**What to produce**
Gather every line of the records below that contains the string "ruin", matching case exactly, and copy each line out in full.

Coordinate annotation records
───

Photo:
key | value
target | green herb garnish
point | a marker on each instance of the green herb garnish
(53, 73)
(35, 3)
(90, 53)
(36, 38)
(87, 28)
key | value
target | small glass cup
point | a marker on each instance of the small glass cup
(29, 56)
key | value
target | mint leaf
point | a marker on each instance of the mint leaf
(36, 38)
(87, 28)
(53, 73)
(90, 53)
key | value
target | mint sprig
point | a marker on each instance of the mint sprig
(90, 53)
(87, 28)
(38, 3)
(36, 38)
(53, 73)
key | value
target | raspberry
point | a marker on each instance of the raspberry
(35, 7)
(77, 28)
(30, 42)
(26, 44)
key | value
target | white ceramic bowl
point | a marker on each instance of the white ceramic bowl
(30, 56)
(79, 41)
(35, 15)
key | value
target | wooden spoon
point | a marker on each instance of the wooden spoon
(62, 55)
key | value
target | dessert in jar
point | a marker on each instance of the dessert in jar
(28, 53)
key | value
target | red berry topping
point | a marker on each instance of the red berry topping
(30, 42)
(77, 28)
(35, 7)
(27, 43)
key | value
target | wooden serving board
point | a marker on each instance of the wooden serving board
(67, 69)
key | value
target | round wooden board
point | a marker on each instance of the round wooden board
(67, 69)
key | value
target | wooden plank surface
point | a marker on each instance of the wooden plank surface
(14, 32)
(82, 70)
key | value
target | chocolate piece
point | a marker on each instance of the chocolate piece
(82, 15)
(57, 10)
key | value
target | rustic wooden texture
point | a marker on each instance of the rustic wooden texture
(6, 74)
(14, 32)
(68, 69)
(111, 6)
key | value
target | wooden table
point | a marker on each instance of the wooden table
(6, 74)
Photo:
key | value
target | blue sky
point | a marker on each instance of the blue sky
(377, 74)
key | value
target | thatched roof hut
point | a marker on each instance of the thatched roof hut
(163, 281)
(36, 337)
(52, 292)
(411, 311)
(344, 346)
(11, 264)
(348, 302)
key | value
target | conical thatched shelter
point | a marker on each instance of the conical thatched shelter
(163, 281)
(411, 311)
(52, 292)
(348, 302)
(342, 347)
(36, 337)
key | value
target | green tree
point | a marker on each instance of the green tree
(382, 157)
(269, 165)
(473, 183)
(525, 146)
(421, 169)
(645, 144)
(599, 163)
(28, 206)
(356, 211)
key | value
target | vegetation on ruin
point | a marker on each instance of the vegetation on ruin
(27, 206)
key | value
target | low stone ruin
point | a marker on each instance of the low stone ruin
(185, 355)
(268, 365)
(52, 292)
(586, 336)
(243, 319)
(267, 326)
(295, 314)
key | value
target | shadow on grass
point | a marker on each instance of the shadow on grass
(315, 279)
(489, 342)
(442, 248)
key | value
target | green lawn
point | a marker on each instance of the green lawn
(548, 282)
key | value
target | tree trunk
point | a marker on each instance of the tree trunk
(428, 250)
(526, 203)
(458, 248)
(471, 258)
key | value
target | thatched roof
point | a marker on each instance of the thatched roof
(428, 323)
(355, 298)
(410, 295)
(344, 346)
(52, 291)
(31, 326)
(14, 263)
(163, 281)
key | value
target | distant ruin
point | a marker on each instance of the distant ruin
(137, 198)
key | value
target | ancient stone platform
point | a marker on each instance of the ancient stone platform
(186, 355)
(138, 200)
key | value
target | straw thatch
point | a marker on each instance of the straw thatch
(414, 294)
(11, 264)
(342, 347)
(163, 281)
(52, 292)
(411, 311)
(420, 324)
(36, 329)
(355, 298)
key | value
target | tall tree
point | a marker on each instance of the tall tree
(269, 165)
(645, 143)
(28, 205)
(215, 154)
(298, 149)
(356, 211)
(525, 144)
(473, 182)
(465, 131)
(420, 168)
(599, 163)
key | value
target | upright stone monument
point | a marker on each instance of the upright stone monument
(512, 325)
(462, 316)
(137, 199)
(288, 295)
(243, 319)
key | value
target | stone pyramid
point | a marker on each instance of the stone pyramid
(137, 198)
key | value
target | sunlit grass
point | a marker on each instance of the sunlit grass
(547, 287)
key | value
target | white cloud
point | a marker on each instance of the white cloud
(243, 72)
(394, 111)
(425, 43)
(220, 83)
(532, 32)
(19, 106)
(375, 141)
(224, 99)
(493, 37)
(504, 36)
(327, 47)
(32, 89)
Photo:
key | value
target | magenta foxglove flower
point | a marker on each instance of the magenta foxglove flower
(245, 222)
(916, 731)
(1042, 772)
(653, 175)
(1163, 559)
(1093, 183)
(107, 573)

───

**Written reply**
target | vegetation on ruin
point | a marker on each instance of the vegetation on ruin
target | low stone ruin
point | a marker on each instance of the low stone ruin
target | distant ruin
point | a marker on each instance of the distant ruin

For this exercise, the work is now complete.